▶ _Set problem_:
Please format the lines below as a numbered list, from the line containing "Note to the class: find each instance of the green leaf" through the last line of the entries, both included and no other lines, leaving out any blank lines.

▶ _Materials provided_:
-- start --

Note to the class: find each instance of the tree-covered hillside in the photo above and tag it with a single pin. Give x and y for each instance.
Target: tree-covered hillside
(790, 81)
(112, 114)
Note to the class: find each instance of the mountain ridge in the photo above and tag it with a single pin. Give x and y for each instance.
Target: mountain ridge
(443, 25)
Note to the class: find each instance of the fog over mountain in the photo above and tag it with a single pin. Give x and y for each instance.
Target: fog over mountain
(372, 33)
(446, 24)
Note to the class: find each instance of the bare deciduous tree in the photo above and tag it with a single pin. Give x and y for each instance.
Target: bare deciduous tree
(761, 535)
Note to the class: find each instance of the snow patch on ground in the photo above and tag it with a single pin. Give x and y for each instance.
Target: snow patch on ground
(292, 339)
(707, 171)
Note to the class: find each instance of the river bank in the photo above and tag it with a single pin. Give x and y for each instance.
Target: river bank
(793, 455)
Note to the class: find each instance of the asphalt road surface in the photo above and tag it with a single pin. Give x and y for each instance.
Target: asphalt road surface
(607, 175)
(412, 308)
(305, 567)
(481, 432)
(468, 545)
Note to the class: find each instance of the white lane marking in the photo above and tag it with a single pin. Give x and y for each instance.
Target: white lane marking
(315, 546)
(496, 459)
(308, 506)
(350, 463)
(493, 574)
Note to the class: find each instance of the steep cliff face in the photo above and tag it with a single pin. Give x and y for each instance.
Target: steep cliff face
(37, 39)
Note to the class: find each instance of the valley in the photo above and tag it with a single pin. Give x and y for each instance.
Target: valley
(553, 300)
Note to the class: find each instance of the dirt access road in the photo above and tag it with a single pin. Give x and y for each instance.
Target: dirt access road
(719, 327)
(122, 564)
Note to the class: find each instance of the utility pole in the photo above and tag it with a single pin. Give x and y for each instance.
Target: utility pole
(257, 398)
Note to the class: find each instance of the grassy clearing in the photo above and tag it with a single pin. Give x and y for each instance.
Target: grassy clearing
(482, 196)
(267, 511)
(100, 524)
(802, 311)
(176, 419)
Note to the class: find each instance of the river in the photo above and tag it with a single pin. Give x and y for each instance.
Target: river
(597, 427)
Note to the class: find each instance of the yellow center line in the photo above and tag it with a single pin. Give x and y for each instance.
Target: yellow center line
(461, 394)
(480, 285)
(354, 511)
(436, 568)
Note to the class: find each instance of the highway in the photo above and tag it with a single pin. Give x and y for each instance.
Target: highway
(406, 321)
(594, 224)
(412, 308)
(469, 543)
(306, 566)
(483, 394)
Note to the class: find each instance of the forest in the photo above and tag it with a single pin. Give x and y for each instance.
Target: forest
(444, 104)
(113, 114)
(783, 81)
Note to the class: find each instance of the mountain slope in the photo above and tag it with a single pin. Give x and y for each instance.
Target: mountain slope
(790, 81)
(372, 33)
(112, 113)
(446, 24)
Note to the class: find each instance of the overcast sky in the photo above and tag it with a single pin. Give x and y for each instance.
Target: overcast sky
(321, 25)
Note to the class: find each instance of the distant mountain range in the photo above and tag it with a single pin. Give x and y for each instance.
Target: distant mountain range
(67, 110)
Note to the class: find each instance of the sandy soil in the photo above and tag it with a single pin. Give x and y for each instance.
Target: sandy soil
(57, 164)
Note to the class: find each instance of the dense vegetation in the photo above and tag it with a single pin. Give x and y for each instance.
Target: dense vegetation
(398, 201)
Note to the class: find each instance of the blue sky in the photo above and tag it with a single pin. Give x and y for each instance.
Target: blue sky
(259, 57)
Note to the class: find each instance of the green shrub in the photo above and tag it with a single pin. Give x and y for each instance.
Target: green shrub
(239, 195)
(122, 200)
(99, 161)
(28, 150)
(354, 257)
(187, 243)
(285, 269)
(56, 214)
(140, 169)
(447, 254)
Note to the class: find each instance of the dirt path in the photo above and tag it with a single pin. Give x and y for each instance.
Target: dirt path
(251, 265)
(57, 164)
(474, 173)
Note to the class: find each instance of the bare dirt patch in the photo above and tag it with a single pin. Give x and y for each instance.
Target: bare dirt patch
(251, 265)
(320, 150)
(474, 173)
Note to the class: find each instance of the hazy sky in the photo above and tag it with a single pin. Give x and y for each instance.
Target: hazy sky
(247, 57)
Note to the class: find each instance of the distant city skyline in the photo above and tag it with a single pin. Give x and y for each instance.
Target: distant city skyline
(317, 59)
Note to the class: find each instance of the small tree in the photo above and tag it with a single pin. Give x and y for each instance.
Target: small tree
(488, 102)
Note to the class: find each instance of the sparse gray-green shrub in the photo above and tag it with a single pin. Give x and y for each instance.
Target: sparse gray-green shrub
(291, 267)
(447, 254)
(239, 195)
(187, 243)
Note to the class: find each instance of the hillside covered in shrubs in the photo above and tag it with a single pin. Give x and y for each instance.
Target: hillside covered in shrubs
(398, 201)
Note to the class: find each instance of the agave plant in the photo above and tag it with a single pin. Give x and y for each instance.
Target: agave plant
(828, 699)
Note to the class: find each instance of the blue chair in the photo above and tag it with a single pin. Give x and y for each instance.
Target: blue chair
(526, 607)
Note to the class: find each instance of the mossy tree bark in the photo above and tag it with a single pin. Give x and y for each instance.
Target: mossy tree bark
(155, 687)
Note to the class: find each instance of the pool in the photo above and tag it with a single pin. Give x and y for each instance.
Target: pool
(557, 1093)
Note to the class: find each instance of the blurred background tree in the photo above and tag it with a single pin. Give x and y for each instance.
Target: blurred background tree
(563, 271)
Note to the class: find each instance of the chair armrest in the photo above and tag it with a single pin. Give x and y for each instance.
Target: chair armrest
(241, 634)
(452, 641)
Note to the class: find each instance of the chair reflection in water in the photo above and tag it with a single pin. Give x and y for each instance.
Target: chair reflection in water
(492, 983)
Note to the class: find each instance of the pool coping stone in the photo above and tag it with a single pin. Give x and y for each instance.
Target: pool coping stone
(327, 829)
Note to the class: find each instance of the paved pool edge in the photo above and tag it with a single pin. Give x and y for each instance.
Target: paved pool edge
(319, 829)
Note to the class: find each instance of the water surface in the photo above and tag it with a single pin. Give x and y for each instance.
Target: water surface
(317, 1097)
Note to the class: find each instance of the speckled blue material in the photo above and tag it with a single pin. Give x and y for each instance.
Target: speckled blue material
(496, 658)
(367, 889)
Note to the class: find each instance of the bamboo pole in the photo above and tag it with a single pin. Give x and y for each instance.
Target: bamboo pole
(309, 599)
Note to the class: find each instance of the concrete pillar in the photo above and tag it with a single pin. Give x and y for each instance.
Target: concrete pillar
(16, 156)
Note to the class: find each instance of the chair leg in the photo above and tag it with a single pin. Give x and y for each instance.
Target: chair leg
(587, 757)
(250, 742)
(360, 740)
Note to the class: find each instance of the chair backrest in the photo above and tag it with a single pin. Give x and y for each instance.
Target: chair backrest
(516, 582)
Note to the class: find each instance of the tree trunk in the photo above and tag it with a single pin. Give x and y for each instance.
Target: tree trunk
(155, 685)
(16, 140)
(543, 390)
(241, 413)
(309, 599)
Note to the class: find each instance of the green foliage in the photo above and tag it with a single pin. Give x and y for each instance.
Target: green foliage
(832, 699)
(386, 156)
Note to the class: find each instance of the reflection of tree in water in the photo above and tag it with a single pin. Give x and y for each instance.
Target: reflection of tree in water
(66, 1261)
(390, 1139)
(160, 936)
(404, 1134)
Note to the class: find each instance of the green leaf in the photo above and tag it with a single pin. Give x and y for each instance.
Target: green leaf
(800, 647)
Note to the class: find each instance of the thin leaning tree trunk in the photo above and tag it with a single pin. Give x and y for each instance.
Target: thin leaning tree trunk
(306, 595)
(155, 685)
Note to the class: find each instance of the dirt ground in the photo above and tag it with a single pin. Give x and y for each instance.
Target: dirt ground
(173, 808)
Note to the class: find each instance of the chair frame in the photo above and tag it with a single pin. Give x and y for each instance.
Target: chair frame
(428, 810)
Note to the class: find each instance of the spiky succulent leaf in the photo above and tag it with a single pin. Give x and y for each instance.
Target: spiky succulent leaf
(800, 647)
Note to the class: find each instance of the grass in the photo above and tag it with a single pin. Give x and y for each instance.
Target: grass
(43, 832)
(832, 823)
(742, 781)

-- end --

▶ _Full answer_:
1. Note to the class: find each instance of the green leaf in the photo above and tag it with a single pin. Give x and y for each instance.
2. Target: green leaf
3. (800, 647)
4. Note to the class: find each instance of the thin leaning tree trunk in the photo above and tag it with a single pin. Give x and y for each instance.
5. Target: thin leaning tree trunk
6. (306, 595)
7. (155, 685)
8. Note to the class: find each instance of the dirt ground in the photo above and tag it with a single pin. Give x and y for each instance.
9. Target: dirt ground
10. (173, 808)
11. Note to the class: find each instance of the chair frame in the photo above and tag it with a single pin. Give x and y for each instance.
12. Target: chair frame
13. (428, 810)
14. Note to the class: find each instance of the spiky succulent leaf in the photo above and tag it with a single pin. Give x and y for each instance.
15. Target: spiky succulent leaf
16. (800, 647)
17. Note to the class: find each instance of the grass in the photo above and tag it with a single pin. Give x and y for each instance.
18. Target: grass
19. (43, 832)
20. (832, 823)
21. (742, 781)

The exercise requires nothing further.